**ТЕКСТОВЫЙ БЛОК**
.....

Наука помнить и искусство забывать
«— Из Z в Украину попасть можно, только приняв смерть от рук боевиков! От рук матрёшек цвета хаки!
— Принять смерть, чтобы попасть в Украину?! — закусила губу Лиза. — То есть как это?
— А как угодно! — охотно уточнила Марина Аркадьевна и несколько раз резко и протяжно каркнула. — Тебя могут расстрелять, взорвать, отравить, сжечь, забить в подвалах бывшего СБУ. Можешь сама собой с голоду подохнуть, благо здесь это не так трудно, как кажется из Киева. Смерть, гарантирующая искомый результат, выходит при насильственном повешенье, при остановке сердца во время допроса, да мало ли…»
Из романа «Долгота дней»
Через несколько месяцев после переезда в Киев Рафеенко пригласили на Львовский форум издателей, где до того он ни разу не был.
— Там обострилось ощущение, что меня не стало, убили по дороге в Киев, но Господь почему-то решил дать мне ещё пожить. Я умер, но почему-то живу. Меня нет, но я есть. Я хочу домой, но дома нет. Это длилось с полгода. А потом жизнь и книга, которую я начал писать, стали лечить.
В разговоре он часто повторяет две фразы. Первая — слова молитвы: Господи, собери меня в самого меня и укрепи. Вторая — всё надобное для жизни будет дано.
— Как-то в Киеве я ехал в метро, и на «Вокзальной» у меня украли кошелёк, а в нём всё, что оставалось на две недели жизни, — 600 грн. Пришёл домой, у меня гривен сорок осталось, мог купить водки, но почему-то почувствовал: сейчас не надо. Сел за стол, наушники надел, включил Бетховена. И точка сборки пришла. Эта фраза — всё надобное для жизни будет дадено. Как только вспомнил, звонок: «Володя, надо срочно перевод сделать». Так и живу — одними текстами пытаюсь заработать на жизнь, другими лечить себя.

.....

**Серия записей**
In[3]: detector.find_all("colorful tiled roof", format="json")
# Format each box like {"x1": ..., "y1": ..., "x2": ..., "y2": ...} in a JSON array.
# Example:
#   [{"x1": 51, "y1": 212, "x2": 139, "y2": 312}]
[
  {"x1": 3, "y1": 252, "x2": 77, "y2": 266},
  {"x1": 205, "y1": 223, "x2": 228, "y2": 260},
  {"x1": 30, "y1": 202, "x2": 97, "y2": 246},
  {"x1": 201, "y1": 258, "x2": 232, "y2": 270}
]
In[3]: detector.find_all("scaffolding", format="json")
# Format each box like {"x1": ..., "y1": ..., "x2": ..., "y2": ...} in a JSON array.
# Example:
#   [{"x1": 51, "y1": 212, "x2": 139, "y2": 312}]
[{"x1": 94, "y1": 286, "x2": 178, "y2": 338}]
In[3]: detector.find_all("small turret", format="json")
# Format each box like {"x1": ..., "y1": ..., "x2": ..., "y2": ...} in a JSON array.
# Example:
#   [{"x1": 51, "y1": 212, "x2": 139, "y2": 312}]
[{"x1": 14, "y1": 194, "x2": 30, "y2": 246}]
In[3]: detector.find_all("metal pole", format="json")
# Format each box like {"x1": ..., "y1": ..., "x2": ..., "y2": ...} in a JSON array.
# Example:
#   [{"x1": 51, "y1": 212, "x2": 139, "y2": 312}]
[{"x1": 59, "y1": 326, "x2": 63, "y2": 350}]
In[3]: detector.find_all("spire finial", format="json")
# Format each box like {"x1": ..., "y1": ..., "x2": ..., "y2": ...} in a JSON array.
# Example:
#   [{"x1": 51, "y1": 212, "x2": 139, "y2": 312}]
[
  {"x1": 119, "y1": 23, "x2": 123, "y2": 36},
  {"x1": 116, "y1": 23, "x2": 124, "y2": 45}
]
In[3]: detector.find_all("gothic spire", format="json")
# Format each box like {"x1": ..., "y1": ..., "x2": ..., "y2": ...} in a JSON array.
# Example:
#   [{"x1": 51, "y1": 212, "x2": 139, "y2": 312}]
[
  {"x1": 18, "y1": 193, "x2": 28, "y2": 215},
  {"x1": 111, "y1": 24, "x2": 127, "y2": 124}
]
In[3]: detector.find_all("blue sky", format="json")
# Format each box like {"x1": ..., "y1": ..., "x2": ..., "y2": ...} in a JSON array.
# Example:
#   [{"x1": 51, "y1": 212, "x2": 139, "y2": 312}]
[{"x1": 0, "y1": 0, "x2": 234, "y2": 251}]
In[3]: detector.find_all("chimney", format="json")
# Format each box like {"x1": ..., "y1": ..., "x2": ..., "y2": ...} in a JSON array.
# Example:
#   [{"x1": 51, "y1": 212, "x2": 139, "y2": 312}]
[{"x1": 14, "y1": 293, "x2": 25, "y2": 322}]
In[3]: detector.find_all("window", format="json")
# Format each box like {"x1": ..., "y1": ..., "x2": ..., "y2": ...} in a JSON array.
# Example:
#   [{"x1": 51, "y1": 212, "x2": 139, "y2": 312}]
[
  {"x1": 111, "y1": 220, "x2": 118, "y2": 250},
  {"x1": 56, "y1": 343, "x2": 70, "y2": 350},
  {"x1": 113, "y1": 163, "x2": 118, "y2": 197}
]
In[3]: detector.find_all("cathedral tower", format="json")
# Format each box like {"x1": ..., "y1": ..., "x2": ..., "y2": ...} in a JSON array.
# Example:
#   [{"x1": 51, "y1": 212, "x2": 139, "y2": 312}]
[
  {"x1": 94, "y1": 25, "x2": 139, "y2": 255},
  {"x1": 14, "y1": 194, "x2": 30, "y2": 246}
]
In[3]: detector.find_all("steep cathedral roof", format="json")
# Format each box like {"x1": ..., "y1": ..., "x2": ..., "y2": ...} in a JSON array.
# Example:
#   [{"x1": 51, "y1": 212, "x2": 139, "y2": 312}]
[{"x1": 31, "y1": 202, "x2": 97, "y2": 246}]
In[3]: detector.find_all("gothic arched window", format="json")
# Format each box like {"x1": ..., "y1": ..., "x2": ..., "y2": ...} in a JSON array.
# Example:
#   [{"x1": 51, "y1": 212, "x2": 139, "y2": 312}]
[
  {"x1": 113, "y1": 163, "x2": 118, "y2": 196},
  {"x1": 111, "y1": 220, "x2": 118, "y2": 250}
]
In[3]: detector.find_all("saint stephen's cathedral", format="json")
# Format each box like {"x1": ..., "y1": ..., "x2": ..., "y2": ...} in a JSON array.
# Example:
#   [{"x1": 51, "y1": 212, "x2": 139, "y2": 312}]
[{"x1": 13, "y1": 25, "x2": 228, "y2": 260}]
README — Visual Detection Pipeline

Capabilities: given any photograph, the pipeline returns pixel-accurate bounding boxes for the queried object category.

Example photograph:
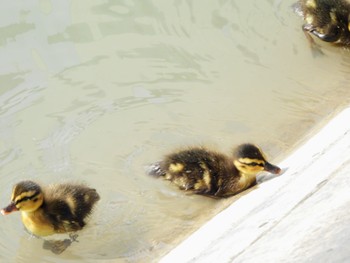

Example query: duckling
[294,0,350,47]
[1,181,100,236]
[148,143,281,198]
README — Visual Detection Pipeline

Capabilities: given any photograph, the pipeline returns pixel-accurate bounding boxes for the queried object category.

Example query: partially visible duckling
[1,181,100,236]
[294,0,350,47]
[149,144,281,197]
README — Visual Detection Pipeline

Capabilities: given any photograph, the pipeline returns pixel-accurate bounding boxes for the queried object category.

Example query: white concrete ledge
[160,109,350,263]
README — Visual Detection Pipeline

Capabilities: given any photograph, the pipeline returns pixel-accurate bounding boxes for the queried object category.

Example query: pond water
[0,0,350,262]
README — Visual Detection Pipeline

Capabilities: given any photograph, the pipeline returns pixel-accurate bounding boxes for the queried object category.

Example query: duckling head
[233,143,281,175]
[1,181,44,215]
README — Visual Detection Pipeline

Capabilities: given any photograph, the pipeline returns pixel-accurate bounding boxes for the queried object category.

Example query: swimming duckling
[1,181,100,236]
[294,0,350,48]
[149,144,281,197]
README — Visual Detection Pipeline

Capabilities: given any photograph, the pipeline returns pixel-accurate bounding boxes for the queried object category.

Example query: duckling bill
[149,144,281,197]
[1,181,100,236]
[294,0,350,47]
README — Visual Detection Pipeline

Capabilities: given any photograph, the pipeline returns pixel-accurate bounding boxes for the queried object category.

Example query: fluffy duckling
[294,0,350,48]
[149,144,281,197]
[1,181,100,236]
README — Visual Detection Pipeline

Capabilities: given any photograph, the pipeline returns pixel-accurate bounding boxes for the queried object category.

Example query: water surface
[0,0,350,262]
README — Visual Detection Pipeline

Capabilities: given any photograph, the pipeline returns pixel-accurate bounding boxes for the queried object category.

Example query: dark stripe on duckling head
[11,181,41,202]
[14,191,40,205]
[234,143,265,161]
[238,158,265,167]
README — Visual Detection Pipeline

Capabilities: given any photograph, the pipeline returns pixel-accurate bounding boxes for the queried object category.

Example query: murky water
[0,0,350,262]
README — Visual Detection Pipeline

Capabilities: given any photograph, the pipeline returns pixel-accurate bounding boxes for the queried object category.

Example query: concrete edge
[160,108,350,263]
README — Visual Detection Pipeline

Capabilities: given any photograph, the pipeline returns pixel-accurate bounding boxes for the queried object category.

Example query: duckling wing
[161,148,226,195]
[44,200,85,232]
[44,184,100,232]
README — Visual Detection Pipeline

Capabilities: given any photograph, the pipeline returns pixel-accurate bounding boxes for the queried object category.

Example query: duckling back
[149,147,238,196]
[42,183,100,232]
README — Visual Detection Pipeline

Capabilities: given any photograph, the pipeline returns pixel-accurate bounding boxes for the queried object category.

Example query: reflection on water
[0,0,350,262]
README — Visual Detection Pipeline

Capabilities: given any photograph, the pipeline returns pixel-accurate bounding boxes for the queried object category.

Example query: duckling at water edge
[149,144,281,197]
[294,0,350,47]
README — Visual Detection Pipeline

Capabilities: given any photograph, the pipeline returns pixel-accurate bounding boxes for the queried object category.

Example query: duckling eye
[249,162,263,167]
[16,196,32,205]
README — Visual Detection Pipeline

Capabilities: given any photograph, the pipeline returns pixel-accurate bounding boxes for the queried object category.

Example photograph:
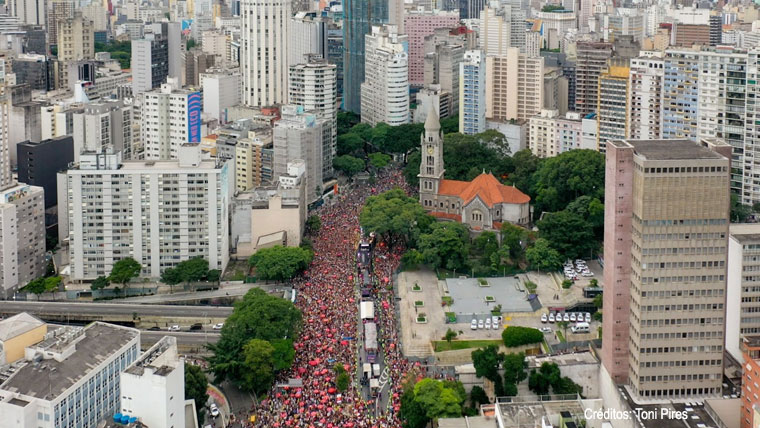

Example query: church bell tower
[417,106,445,210]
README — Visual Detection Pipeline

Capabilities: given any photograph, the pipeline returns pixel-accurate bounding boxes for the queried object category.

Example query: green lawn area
[433,339,502,352]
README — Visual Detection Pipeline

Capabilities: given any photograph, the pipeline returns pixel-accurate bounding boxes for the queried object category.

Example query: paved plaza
[445,276,540,320]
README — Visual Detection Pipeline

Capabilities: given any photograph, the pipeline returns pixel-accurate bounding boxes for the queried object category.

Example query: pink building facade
[404,11,459,86]
[602,145,634,383]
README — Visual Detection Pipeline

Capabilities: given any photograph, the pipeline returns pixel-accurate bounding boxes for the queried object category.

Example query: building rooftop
[0,312,45,342]
[611,140,723,160]
[0,322,140,400]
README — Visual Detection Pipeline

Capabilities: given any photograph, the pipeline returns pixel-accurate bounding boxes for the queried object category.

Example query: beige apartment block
[602,139,731,400]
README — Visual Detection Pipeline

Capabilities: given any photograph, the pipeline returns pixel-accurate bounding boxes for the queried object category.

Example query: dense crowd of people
[248,170,418,428]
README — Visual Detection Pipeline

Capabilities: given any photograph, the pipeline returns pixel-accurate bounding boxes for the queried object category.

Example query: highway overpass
[0,300,232,327]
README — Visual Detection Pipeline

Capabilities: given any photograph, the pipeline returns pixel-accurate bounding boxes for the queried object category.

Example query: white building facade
[240,0,291,107]
[361,25,410,126]
[58,144,229,281]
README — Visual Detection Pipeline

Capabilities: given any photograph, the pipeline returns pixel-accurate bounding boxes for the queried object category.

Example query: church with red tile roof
[417,109,530,230]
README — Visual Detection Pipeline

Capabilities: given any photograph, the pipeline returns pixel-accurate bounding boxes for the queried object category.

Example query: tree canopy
[532,150,604,216]
[418,222,469,270]
[108,257,142,287]
[248,245,314,281]
[359,188,434,243]
[208,288,302,391]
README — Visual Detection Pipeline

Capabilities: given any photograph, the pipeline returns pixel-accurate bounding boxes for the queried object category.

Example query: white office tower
[361,25,409,126]
[240,0,291,107]
[0,317,140,428]
[140,79,202,160]
[628,56,665,140]
[200,69,240,123]
[459,51,486,135]
[58,144,229,281]
[120,336,185,428]
[288,56,338,178]
[274,105,330,202]
[288,12,327,67]
[73,100,132,162]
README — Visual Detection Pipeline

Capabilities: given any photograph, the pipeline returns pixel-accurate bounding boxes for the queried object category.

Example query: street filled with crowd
[247,170,422,428]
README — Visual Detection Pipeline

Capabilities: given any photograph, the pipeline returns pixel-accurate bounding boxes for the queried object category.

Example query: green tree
[248,245,314,281]
[533,150,604,217]
[207,288,302,386]
[525,238,562,272]
[108,257,142,295]
[337,111,361,135]
[536,211,599,259]
[269,339,296,371]
[471,345,504,382]
[731,193,752,223]
[333,155,366,177]
[399,388,430,428]
[500,223,528,260]
[368,153,391,169]
[414,378,462,420]
[507,149,541,198]
[161,268,182,293]
[240,339,274,394]
[501,326,544,348]
[443,329,457,344]
[359,188,435,244]
[338,132,364,156]
[419,222,469,270]
[502,352,528,384]
[90,276,111,290]
[185,364,208,421]
[470,385,491,407]
[306,214,322,235]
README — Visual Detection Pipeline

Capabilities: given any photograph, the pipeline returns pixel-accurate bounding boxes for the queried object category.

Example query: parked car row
[470,315,501,330]
[541,312,591,323]
[564,259,594,281]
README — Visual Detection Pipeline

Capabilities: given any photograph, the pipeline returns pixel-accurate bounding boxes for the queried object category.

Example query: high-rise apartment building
[131,22,185,95]
[73,100,132,162]
[240,0,291,107]
[726,223,760,362]
[361,26,410,126]
[0,317,140,428]
[200,68,241,123]
[343,0,389,114]
[423,36,465,117]
[57,13,95,87]
[602,139,731,400]
[140,79,202,160]
[629,56,665,140]
[528,110,587,158]
[274,105,331,202]
[486,48,544,121]
[42,0,76,46]
[596,58,631,153]
[288,12,328,67]
[288,55,338,178]
[459,51,486,135]
[404,10,459,86]
[58,144,234,281]
[575,42,612,115]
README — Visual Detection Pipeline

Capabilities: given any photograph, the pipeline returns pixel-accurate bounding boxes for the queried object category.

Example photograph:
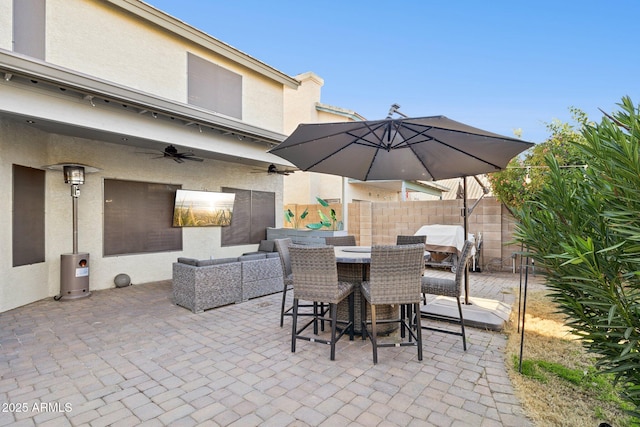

.....

**НАД ЧЕМ РАБОТАТЬ**
**A)** Перескажите короче абзац из текста о Рафеенко, который начинается словами «Как-то в Киеве я ехал в метро». Основные факты нужно сохранить.
**B)** Воспроизведите дословно фрагмент текста о Рафеенко между словами «Наука помнить и» и «есть как это?» включительно.
**C)** Допишите продолжение текста о Рафеенко, начиная после его последнего предложения.
Приведённые выше позиции представляют собой отдельный материал, не связанный с текстом о Рафеенко.

**ИТОГИ УПРАЖНЕНИЯ**
**A)** В киевском метро на «Вокзальной» у меня украли кошелёк с 600 грн. Это было всё, что оставалось на две недели жизни. Дома у меня было гривен сорок, и я мог купить водки, но почувствовал, что сейчас не надо. Я сел за стол и включил Бетховена. Вспомнилась фраза «всё надобное для жизни будет дадено», и тут же позвонили с просьбой срочно сделать перевод. Так и живу: одними текстами пытаюсь заработать на жизнь, другими лечу себя.

**B)**
Наука помнить и искусство забывать
«— Из Z в Украину попасть можно, только приняв смерть от рук боевиков! От рук матрёшек цвета хаки!
— Принять смерть, чтобы попасть в Украину?! — закусила губу Лиза. — То есть как это?

**C)**
В чистилище, где оказался Рафеенко, нет задачи насущнее, чем научиться забывать. Ради этого кто-то пишет книги, кто-то пьёт водку.
— Я многого хотел… до войны, за многое держался, — говорит Рафеенко. — Война настолько упростила жизнь. 90% того, что казалось важным, сейчас я просто не помню.
Из того, что пока не выходит забыть, — библиотека в донецкой квартире. 3–4 тысячи книг, которых, убеждён Рафеенко, он больше не увидит.
— Мне прислали в Киев Сашу Соколова, Веничку Ерофеева, только «Москву — Петушки», потому что трёхтомник дорого пересылать. Жирмунского, Томашевского, Бахтина, профессора Фёдорова две брошюрки, — перечисляет он.
И после долгой паузы, словно спохватившись:
— Зато благодаря переезду я начал перечитывать книги, которые годами пылились дома.
В долгом, как мартовские сумерки, разговоре тема памяти и забывания появляется ещё раз — когда речь заходит о его семье:
— Есть семьи, где собирают архивы, в моей всё делалось для того, чтобы забыть.
Володя рассказывает о своих предках, каждый раз уточняя — документальных подтверждений этих историй нет. Предлагает считать всё это легендами. Будто я стану требовать доказательств правдивости сюжетов, слишком невероятных для того, чтобы оказаться даже вымыслом.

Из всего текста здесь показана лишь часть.